(The records begins)

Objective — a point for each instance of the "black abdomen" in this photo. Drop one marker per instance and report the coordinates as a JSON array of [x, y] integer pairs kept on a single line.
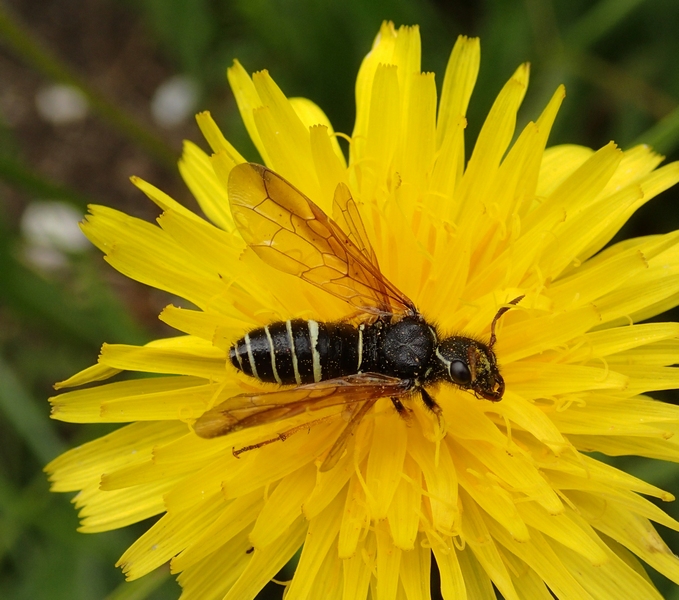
[[299, 351]]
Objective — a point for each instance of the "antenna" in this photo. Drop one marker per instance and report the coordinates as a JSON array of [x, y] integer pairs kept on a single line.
[[501, 312]]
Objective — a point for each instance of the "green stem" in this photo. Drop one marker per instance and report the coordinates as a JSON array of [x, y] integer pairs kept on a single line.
[[663, 137], [34, 54], [598, 21], [16, 174]]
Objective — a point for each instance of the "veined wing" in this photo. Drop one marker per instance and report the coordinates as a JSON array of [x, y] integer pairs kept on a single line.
[[250, 410], [291, 233]]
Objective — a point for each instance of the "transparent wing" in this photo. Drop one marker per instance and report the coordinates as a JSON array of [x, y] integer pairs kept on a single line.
[[250, 410], [340, 444], [347, 217], [291, 233]]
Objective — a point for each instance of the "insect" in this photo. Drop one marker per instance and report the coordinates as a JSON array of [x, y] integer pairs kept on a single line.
[[390, 351]]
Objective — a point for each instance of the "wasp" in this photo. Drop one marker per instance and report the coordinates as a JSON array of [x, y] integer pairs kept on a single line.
[[388, 351]]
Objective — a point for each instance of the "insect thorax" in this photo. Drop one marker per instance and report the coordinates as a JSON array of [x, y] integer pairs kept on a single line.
[[307, 351]]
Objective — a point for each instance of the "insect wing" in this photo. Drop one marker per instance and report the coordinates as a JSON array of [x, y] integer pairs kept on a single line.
[[337, 449], [347, 217], [291, 233], [250, 410]]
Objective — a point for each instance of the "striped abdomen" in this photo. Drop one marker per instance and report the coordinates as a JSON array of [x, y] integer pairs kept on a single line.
[[299, 351]]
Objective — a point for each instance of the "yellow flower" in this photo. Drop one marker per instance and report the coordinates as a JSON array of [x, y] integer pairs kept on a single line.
[[499, 493]]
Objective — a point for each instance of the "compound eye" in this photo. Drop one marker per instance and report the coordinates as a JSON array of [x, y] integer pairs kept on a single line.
[[459, 373]]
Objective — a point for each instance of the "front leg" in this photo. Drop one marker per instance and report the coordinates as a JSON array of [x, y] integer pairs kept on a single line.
[[430, 403]]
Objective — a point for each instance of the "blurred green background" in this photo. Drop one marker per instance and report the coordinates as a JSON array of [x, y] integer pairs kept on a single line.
[[58, 299]]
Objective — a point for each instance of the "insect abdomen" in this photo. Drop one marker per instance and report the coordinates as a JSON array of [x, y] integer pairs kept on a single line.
[[298, 351]]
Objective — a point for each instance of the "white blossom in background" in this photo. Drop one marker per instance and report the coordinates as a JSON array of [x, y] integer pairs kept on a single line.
[[61, 104], [174, 101], [51, 231]]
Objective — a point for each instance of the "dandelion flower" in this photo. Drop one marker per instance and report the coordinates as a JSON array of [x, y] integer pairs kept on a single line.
[[501, 494]]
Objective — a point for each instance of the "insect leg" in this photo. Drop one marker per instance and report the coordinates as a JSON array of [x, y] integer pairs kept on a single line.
[[281, 437], [430, 403], [401, 409]]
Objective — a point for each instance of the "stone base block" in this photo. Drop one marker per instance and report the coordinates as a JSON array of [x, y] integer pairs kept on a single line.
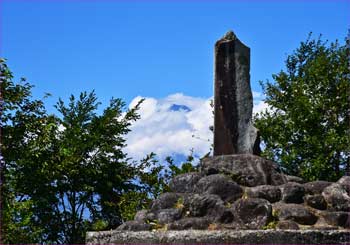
[[221, 237]]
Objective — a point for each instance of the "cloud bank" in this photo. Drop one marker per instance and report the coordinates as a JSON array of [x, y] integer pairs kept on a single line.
[[174, 125]]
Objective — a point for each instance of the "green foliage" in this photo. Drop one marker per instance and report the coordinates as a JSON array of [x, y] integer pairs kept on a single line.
[[186, 167], [64, 175], [307, 129]]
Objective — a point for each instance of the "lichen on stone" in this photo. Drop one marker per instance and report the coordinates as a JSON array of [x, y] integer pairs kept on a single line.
[[230, 35]]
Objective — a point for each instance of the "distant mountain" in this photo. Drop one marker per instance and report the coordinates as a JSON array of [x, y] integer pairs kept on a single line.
[[175, 107]]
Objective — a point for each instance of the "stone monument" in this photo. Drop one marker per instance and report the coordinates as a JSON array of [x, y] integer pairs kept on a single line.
[[233, 100], [238, 197]]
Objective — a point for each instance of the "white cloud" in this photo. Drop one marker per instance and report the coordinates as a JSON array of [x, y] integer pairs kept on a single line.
[[174, 125]]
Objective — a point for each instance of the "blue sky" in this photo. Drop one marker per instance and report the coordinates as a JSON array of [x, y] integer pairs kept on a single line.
[[154, 49]]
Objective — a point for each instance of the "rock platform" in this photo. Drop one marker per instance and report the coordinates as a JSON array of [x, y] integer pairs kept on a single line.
[[240, 199]]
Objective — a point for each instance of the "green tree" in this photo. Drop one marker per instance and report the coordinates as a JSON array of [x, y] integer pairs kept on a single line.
[[306, 129], [64, 175], [21, 118]]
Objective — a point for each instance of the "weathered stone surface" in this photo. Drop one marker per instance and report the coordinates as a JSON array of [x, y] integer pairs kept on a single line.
[[268, 192], [234, 132], [245, 169], [344, 182], [134, 226], [337, 218], [224, 216], [293, 192], [196, 223], [141, 216], [169, 215], [165, 200], [294, 212], [184, 182], [337, 197], [221, 237], [316, 201], [287, 225], [252, 213], [202, 205], [316, 187], [291, 178], [220, 185]]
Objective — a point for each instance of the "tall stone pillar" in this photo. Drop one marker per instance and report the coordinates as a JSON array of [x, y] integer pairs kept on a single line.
[[233, 100]]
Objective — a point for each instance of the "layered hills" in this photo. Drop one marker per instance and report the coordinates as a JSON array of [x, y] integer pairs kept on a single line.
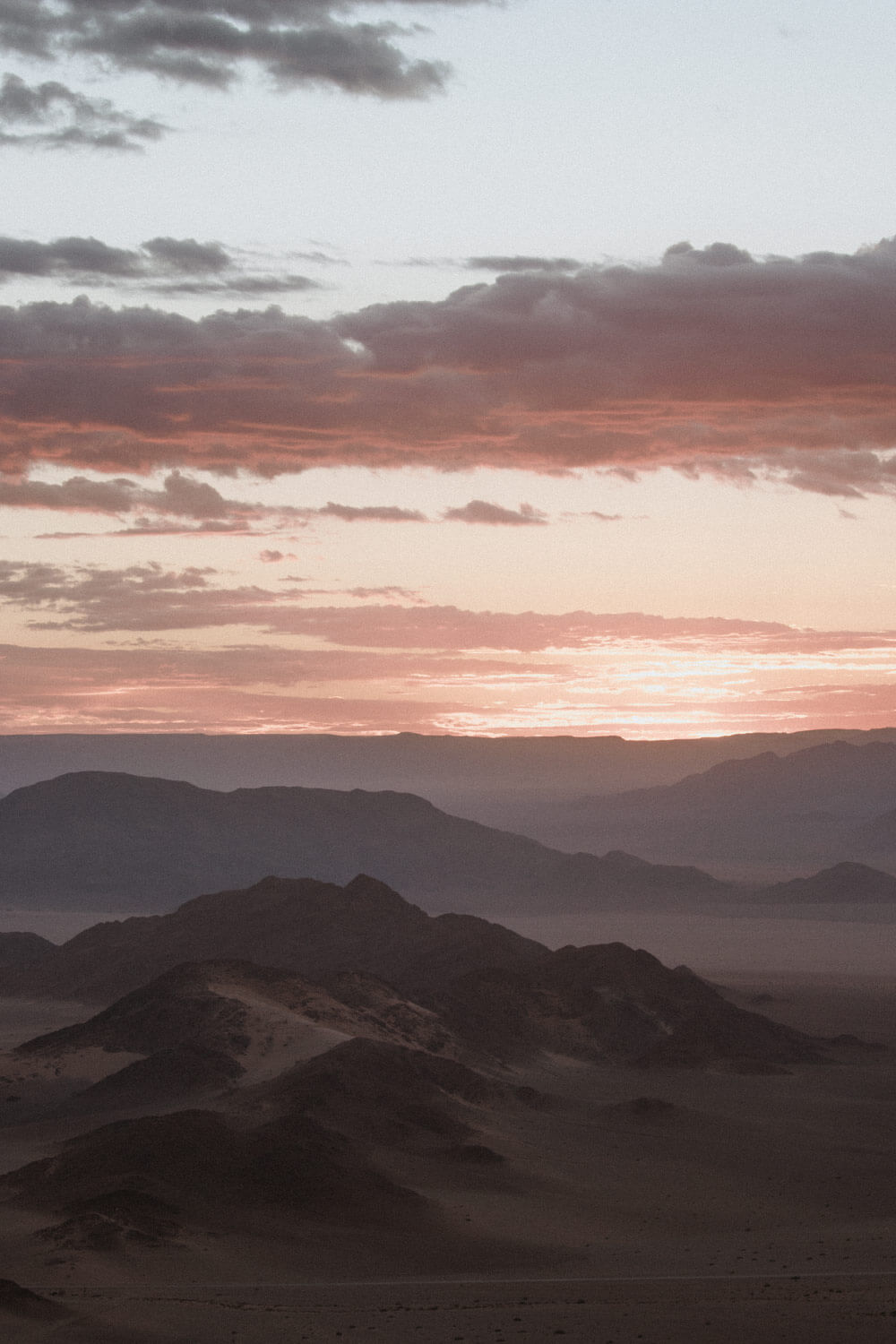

(The records ends)

:: The task ::
Once the pictures are removed, print all the remaining data exactly as it stands.

:: Answer to the problem ::
Objective — a point for each instance of the "black abdomen" in this photo. Drop one marker per instance and report the coordinates as a JSON array of [x, y] integer pairs kept on a single line.
[[299, 351]]
Objective — a point for each instance of the "antenna" in this photo. Drop one marker per instance and report the coordinates as a JSON array of [x, y] integer pairs kept on a single line.
[[501, 312]]
Objective — a point for each instance of the "green stem" in this photo. Drop one marker per instance and report the coordinates as a JSON array of [x, y] integer pairs kept on a single line.
[[663, 137], [34, 54], [598, 21], [16, 174]]
Objective — a point for each instance of the "veined wing" in this photo. Drop one marker per instance and report the coordinates as a JSON array of [x, y] integer pairs kept on a single line.
[[250, 410], [291, 233]]
Objective — a point for each instance of the "transparent wing" in this photo. Drop one marker per instance and report the coordinates as a JSON array of [x, y] integer pairs kept on a single line.
[[250, 410], [340, 444], [347, 217], [291, 233]]
Objective — a point for each instance of the "insect" in this photo. Drop one marker per instance and report the coordinates as a JSON array of [x, y] integer pairs kept on a single line.
[[390, 351]]
Objective — a point for each instance of the "wasp" in this photo. Drop one marker per instance and report the coordinates as a JSON array of [x, y] integer pairs kept on a single line.
[[388, 351]]
Objective — a point for each instance of the "insect thorax" in this photo. Drop one marker per instance and report the coordinates as a JSON array of [x, y] integer pairs kept on a single line.
[[307, 351]]
Objective — a point for each instance of the "insect wing" in this photo. Drop one marker per instance and report the coordinates as a JSON array of [x, y] integer pairs kept on a single line.
[[337, 449], [347, 217], [291, 233], [250, 410]]
Objective — a point for each instance of the "striped abdomen" in this photo. Drop one marker per instance and report the coordinates as a JSON array of [x, y] integer pairs kept on a single line.
[[299, 351]]
Objective — a point for each instance of the "yellow flower" in this photo. Drop one marker per instance and report the coordinates as a JSON array of [x, y] integer pairs kept on a single line.
[[499, 493]]
Objective — a point for each instance of the "compound eye" in this photo. Drop one marker per instance and report the coordinates as a JSON array of [x, y] integer pairs kept on a single line.
[[459, 373]]
Objective — a point for each instance of the "front leg" in this photo. Drop one marker per instance and report the coordinates as a JSON array of [x, y] integer pairs kept on a single line.
[[430, 403]]
Objective — a point for each instance of the "blurred green background" in this photo. Drop one marker per instance and report the coordinates as a JSON array of [x, y] integer pairs kept on a single line.
[[58, 299]]
Objective — a point for each instance of the "insect abdomen" in this photo. Drop one marker per instance and report the coordinates as a JSON array of [x, y] integer pairs kept on a single line.
[[298, 351]]
Objective — a point for each instance of the "white blossom in background" in this photo. Drop one marker per instance and report the coordinates as a JSON array of [x, y] integer pairs kept on a single line.
[[61, 104], [174, 101], [51, 231]]
Objective — a point for each instance of the "dandelion flower" in this photo. Drop one marker per instance and report the coordinates as a JSON array of [x, y] integer pairs kept on a single line.
[[501, 494]]
Objective — a point for each instance of the "insect leg" in this photo. Drop one marker per instance and report the coordinates as a JSON array of [x, y] integer pairs kept on a single line.
[[281, 437], [430, 403], [401, 409]]
Objective — a point for each instance of the "stone base block" in this photo. Drop one marker per instance and report the coordinates as a JSON array of [x, y] integer pairs kept on a single line.
[[221, 237]]
Objective — a point for each instance of the "cloud bank" in this photo. Drop one marker per instance and report the coordinates as a JSON array of [x, y] integer pairs kept on a single line.
[[174, 125]]
Objective — a point for each instance of the "green foliage" in this photo. Drop one marker per instance and report the coordinates as a JSON array of [x, y] integer pairs kept on a single line.
[[186, 167], [64, 175], [307, 129]]
Objective — a point for each instance of the "lichen on stone" in this photo. Drop one marker per instance and report the coordinates as a JSON array of [x, y] integer pairs kept on a single line.
[[230, 35]]
Objective — a point for each instance of the "distant mountain" in this photo. Drop one marker per instance and report the coordinates as a JSON array of [x, y] integer pairs kept on a single line.
[[175, 107]]
Objective — a point for each instance of the "stone monument" in this photo. Drop one marker per instance and report the coordinates as a JSON array of [x, y] integer pairs kept on a single line.
[[233, 100], [238, 197]]
Objective — a point for each instance of the "white cloud" in this photo. Drop one marker per instance and report the coordinates as a JSON array of [x, y] integer pairs kept on a single line.
[[174, 125]]
Objective — a point for each instance of the "blue sky" in this photo. Drop one marker per instance and report the coordinates as a JSON array of [x, y] integer pairs kept on a single line.
[[154, 49]]
Objective — a point for each instance of the "rock platform" in this photo. Drop one marker per instance and report the coordinates as a JSON array of [x, y] integer pairs kept on a single line.
[[240, 199]]
Objective — a point for each instance of the "green tree" in this photo. Drop one marker per instance and report the coordinates as a JSON array of [x, y] integer pairs kept on a single line.
[[306, 129], [64, 175], [21, 118]]
Objective — a point for each instance of the "weathered stone surface" in this photo. Drop one marker per instance and report the coordinates as a JSON array of [x, y] integer pairs kept on a single line.
[[268, 192], [234, 132], [245, 169], [344, 182], [134, 226], [337, 218], [224, 216], [293, 192], [196, 223], [141, 216], [169, 215], [165, 200], [294, 212], [184, 182], [337, 197], [221, 237], [316, 201], [287, 225], [252, 213], [202, 205], [316, 187], [291, 178], [220, 185]]
Objective — a point for each instance of the "tall stone pillar" in this photo. Drop one marker per instance and report the coordinates as a JSON array of [x, y] integer pairs kept on a single line.
[[233, 100]]
Objective — a point for each instance of the "layered hills" in this photo. Drop one marker per instance and report the coordinates as a JSON array of [x, y] integer pairs kept on a single line.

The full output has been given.